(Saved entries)
▽

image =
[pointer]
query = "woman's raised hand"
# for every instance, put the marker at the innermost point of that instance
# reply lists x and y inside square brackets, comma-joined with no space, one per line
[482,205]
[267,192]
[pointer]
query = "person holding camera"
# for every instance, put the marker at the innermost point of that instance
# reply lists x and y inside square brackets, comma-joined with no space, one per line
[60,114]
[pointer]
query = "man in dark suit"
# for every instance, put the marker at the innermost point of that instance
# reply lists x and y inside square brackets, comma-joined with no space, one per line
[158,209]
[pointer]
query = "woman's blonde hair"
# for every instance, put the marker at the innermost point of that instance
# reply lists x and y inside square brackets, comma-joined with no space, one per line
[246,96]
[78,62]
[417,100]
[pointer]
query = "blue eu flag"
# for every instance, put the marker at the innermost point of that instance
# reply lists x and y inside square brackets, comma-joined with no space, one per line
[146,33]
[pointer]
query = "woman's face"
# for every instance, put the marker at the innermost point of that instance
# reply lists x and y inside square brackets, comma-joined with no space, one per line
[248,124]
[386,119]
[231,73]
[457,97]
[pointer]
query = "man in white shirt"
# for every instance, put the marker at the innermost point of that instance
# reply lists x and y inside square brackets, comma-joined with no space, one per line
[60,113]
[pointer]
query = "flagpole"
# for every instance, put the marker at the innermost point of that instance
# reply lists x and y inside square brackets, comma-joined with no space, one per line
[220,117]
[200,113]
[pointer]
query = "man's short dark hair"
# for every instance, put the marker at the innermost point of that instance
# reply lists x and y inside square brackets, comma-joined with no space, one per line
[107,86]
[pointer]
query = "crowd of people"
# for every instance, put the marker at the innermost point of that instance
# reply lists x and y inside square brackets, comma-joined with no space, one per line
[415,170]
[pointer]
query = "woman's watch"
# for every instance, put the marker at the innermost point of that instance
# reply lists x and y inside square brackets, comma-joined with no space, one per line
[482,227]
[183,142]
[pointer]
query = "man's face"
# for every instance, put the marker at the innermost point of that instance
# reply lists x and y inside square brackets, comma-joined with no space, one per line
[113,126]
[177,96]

△

### TO DO
Print back all the lines verbatim.

### WRITTEN ANSWER
image =
[pointer]
query = "woman's raised hand"
# for every instance, put the marker at the innermost point of that instance
# reply lists x and y inside square brackets, comma-joined with no space, one per line
[482,205]
[267,192]
[pointer]
query = "person holding camera"
# for every instance, put the marker at the innermost point of that instance
# reply lists x and y inside square brackets, comma-joined with no space, one per line
[60,114]
[pointer]
query = "man in dark suit"
# for every instance, put the marker at the innermost point of that instance
# reply lists x and y inside square brackets, comma-joined with no space, one per line
[158,209]
[pointer]
query = "woman's blonde hair"
# for every instance, put the marker at the innermost point of that instance
# reply lists x and y inside square brackets, comma-joined with no space, one per line
[246,96]
[78,62]
[417,100]
[pointer]
query = "blue eu flag"
# for every instance, put the marker at the innermost point of that instance
# reply lists x and y inside square brackets, comma-joined with no space, one per line
[146,33]
[pointer]
query = "woman's face"
# for every instance, put the marker at the innermost point of that instance
# reply lists x and y inside square brackets, comma-joined with no space, one per line
[248,124]
[386,119]
[231,73]
[457,97]
[pointer]
query = "man in white shirt"
# for every instance, put the marker at the innermost point of that instance
# reply lists x and y inside square brackets, comma-joined with no space, one per line
[60,113]
[pointer]
query = "flagpole"
# for every instance, put the marker at the innermost point of that instance
# reply lists x and y inside square brackets, comma-joined with no space, one per line
[220,117]
[200,113]
[pointer]
query = "man's short dark hair"
# for every instance, put the marker at the innermost point of that instance
# reply lists x and y inside square brackets, comma-joined with no space, one per line
[107,86]
[pointer]
query = "crowd of people"
# for every instance, put the marker at the innermost point of that instance
# reply lists x and y inside square brackets, comma-joined with no space, one per line
[415,170]
[pointer]
query = "woman's watch"
# for every instance, put the marker at the innermost point of that instance
# reply lists x and y inside square brackets, comma-joined with no space, one per line
[482,227]
[183,142]
[pointer]
query = "man's face"
# for every instance, put the marker at the innermost point of that instance
# reply lists x and y inside square brackets, comma-joined with no space, one per line
[113,126]
[177,96]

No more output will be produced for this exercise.